**Document:**
+-------+

ANOTHER MEETING. Japanese Defense Minister Itsunori Onodera and Philippine Defense Secretary Voltaire Gazmin pose for photographers during a news conference in June. File photo by EPA/Francis R. Malasig

MANILA, Philippines — Japanese defense minister Itsunori Onodera will come to the Philippines next week to meet with Philippine Defense Secretary Voltaire Gazmin at a time when China is stirring up regional tensions with its air defense zone policy.

Onodera will be visiting Japanese troops involved in humanitarian assistance operations for the victims of typhoon Yolanda, but Gazmin acknowledged the revived tension between China and Japan may be brought up.  (READ: China creates air defenze zone over Japan-controlled islands)

“It’s a free-flowing discussion. There is no fixed agenda,” Gazmin told reporters on Friday, November 29.

Onodera also visited the Philippines in June. He then pledged to help the Philippines defend territories in the West Philippine Sea (South China Sea).

+-------+

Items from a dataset
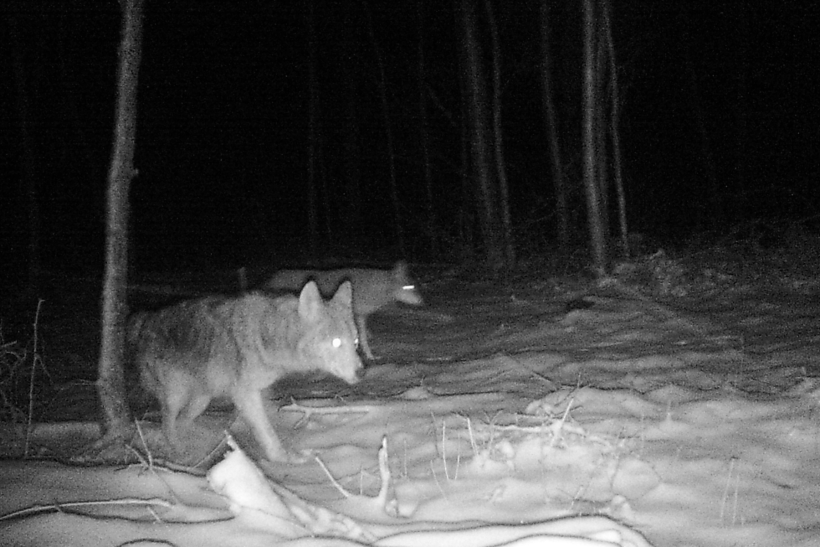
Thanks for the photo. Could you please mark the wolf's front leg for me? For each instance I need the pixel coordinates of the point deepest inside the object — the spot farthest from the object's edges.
(361, 326)
(250, 406)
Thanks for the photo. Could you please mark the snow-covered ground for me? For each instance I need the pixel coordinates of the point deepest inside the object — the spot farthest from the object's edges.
(494, 417)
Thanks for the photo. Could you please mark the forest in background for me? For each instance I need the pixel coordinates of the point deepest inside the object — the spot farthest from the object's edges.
(240, 107)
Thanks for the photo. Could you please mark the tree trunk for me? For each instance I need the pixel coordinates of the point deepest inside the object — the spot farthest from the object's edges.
(590, 154)
(715, 211)
(353, 198)
(551, 119)
(498, 142)
(615, 104)
(480, 153)
(424, 137)
(741, 170)
(29, 166)
(313, 134)
(116, 422)
(388, 130)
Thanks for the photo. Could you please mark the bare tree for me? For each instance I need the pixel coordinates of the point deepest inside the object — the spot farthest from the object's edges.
(116, 419)
(595, 211)
(479, 136)
(551, 122)
(614, 127)
(388, 130)
(424, 136)
(498, 140)
(313, 133)
(29, 167)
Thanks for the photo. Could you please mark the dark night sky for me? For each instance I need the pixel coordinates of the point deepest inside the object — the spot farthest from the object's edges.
(223, 102)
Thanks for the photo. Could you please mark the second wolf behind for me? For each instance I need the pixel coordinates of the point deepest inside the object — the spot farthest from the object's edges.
(235, 347)
(373, 289)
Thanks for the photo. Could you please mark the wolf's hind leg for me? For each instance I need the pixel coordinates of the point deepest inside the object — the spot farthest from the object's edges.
(250, 406)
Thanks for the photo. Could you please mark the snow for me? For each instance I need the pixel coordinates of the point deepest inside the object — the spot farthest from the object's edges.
(492, 419)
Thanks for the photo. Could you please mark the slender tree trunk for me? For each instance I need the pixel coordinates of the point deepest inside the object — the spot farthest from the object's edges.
(480, 152)
(715, 213)
(551, 119)
(352, 162)
(424, 137)
(388, 130)
(741, 170)
(615, 104)
(29, 166)
(116, 423)
(590, 154)
(601, 122)
(498, 142)
(313, 133)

+-------+

**Parts of the exercise:**
1 – Based on the news report about the Japanese defense minister's visit, do statements (a), (b) and (c) agree with it? (a) Onodera will visit Japanese troops helping victims of typhoon Yolanda. (b) Gazmin said the talks would follow a fixed agenda. (c) During his June visit, Onodera pledged to help the Philippines defend territories in the West Philippine Sea.
2 – Reproduce the news report word for word, everything from "MANILA, Philippines —" down to "(South China Sea).".

**Final results:**
1 –
(a) Yes: "Onodera will be visiting Japanese troops involved in humanitarian assistance operations for the victims of typhoon Yolanda"
(b) No: "There is no fixed agenda"
(c) Yes: "He then pledged to help the Philippines defend territories in the West Philippine Sea (South China Sea)."

2 –
MANILA, Philippines — Japanese defense minister Itsunori Onodera will come to the Philippines next week to meet with Philippine Defense Secretary Voltaire Gazmin at a time when China is stirring up regional tensions with its air defense zone policy.

Onodera will be visiting Japanese troops involved in humanitarian assistance operations for the victims of typhoon Yolanda, but Gazmin acknowledged the revived tension between China and Japan may be brought up.  (READ: China creates air defenze zone over Japan-controlled islands)

“It’s a free-flowing discussion. There is no fixed agenda,” Gazmin told reporters on Friday, November 29.

Onodera also visited the Philippines in June. He then pledged to help the Philippines defend territories in the West Philippine Sea (South China Sea).